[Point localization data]
+ + + + + + +

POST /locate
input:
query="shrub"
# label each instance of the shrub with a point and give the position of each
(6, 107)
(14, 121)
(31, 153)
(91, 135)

+ + + + + + +

» **PROMPT**: Repeat each record above precisely as written.

» **REPLY**:
POST /locate
input:
query="shrub"
# label each instance of the shrub with a point and give the position of each
(6, 107)
(14, 121)
(31, 153)
(91, 135)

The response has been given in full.